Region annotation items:

★ ★ ★

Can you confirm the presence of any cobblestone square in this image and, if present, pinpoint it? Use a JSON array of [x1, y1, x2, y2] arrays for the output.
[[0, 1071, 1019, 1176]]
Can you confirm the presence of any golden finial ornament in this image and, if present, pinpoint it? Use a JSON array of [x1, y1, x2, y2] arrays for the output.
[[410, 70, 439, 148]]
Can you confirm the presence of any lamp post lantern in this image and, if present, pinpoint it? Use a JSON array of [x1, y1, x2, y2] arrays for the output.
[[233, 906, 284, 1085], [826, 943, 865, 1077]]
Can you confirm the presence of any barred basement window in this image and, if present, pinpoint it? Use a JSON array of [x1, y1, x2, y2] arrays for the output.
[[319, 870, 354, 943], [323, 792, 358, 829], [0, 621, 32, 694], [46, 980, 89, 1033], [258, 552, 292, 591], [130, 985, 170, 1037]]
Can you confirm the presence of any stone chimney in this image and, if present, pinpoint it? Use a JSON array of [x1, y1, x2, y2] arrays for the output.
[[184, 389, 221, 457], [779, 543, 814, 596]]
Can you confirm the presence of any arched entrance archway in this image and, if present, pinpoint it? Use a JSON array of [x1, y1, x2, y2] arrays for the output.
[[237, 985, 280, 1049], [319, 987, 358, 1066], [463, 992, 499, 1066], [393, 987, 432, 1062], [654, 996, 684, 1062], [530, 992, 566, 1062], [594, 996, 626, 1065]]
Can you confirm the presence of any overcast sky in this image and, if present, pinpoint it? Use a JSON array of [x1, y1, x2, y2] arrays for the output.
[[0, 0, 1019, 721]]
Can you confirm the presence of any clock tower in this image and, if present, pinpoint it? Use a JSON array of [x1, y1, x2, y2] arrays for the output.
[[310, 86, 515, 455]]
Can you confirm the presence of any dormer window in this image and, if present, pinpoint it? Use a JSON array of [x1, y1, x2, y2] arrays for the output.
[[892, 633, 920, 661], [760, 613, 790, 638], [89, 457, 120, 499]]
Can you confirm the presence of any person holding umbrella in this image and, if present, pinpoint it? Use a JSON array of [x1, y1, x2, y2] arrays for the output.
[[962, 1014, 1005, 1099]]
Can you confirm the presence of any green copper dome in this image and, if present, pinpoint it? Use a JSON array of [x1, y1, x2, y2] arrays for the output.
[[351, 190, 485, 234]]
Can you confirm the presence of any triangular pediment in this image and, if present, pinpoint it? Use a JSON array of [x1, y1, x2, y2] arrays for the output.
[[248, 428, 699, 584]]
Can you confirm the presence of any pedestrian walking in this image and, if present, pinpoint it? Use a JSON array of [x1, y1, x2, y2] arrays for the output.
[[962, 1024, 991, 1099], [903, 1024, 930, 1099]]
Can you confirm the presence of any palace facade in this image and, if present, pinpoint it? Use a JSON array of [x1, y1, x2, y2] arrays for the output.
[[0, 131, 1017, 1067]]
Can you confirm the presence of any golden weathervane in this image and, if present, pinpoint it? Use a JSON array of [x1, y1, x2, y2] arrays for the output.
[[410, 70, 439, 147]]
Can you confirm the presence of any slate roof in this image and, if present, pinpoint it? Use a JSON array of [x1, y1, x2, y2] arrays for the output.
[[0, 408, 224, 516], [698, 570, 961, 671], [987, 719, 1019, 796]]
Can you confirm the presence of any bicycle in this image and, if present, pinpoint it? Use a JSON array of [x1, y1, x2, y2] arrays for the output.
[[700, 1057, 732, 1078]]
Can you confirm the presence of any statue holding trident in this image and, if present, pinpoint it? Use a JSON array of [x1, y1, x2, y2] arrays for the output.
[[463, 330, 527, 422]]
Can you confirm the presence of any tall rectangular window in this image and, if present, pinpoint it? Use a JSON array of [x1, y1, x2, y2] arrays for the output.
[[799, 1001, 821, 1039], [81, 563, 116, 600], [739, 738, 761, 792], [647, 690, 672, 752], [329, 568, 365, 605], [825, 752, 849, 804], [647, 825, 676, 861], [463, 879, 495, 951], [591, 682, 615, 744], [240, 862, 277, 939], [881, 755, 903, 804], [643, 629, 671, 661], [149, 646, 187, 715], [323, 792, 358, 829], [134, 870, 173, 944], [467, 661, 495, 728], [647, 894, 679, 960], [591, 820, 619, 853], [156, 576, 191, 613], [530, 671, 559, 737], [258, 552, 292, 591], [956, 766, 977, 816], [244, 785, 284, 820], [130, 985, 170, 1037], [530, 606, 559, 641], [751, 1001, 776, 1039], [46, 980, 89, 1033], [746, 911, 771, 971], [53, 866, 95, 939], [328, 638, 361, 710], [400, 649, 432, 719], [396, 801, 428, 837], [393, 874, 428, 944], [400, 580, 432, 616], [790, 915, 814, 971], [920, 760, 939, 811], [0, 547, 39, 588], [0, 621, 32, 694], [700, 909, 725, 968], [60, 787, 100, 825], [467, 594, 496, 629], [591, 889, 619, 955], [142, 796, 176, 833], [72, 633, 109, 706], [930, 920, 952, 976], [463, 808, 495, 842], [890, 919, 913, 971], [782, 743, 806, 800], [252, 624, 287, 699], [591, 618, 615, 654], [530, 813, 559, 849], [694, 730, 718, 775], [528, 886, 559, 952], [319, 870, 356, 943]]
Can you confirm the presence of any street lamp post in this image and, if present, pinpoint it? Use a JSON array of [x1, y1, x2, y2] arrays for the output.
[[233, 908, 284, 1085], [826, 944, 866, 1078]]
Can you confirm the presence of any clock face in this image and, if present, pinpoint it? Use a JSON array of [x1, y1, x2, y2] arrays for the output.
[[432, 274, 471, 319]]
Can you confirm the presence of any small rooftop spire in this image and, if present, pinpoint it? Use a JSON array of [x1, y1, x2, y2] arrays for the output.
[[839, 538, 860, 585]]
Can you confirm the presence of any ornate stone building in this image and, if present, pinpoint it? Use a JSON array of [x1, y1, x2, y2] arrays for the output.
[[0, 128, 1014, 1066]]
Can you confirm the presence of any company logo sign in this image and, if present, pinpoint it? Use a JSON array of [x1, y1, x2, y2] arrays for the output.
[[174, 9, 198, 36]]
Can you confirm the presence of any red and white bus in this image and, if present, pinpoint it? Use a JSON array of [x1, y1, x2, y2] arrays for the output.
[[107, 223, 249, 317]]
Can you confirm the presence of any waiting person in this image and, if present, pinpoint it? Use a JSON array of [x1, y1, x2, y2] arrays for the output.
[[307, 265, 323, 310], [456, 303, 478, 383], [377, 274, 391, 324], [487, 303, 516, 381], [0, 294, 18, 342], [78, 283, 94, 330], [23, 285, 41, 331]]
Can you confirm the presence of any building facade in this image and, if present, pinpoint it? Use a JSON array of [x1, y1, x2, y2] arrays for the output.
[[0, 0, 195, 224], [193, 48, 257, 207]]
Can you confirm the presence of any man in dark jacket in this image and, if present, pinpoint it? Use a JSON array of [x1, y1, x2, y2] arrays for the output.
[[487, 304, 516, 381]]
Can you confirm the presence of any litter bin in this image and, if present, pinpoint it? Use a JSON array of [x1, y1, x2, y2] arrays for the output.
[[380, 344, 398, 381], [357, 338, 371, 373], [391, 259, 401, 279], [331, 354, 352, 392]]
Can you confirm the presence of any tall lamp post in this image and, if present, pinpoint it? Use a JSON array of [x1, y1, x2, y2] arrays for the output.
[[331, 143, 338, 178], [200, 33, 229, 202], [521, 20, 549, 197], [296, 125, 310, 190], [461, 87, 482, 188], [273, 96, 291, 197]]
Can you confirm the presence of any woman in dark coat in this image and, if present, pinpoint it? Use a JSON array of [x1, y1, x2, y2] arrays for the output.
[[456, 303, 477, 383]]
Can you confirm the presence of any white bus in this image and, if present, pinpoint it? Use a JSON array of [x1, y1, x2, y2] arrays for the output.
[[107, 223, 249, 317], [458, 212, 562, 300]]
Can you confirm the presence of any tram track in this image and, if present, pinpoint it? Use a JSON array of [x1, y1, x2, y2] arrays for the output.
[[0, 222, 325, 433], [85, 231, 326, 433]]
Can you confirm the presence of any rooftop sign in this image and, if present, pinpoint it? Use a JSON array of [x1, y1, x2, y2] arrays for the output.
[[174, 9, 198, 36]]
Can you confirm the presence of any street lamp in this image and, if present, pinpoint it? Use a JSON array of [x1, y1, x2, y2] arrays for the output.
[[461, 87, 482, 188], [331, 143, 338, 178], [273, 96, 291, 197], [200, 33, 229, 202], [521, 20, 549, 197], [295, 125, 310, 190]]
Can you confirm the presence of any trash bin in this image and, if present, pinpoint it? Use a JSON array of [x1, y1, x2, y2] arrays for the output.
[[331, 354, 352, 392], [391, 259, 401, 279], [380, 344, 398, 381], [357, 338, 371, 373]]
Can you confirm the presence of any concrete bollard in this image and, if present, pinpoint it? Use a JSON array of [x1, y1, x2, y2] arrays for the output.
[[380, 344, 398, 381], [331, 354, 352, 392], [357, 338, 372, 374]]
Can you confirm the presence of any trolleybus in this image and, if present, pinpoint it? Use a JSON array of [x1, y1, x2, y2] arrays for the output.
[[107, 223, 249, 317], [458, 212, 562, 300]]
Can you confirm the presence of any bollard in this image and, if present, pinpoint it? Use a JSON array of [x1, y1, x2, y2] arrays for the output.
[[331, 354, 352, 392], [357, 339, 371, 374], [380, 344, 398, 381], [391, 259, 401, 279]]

★ ★ ★

TASK TO CARRY OUT | Rewrite everything from the line containing "Can you confirm the presence of any street lamp in" down to the line containing "338, 371, 373]]", putting "locate" wherever "pinpoint" appears and changing nothing else.

RESPONSE |
Can you confirm the presence of any street lamp in this image and, if present, locate it? Use a JSON array of [x1, y1, x2, y2] arrays for the output.
[[461, 87, 482, 188], [331, 143, 338, 178], [273, 96, 291, 197], [200, 33, 229, 202], [521, 20, 549, 197], [295, 125, 310, 190]]
Can you confirm the presence of any trash bin in this image and, if present, locate it? Use a JSON array of [x1, y1, x2, y2] arrays for the output.
[[331, 354, 352, 392], [391, 259, 401, 279], [380, 344, 398, 381], [357, 338, 371, 373]]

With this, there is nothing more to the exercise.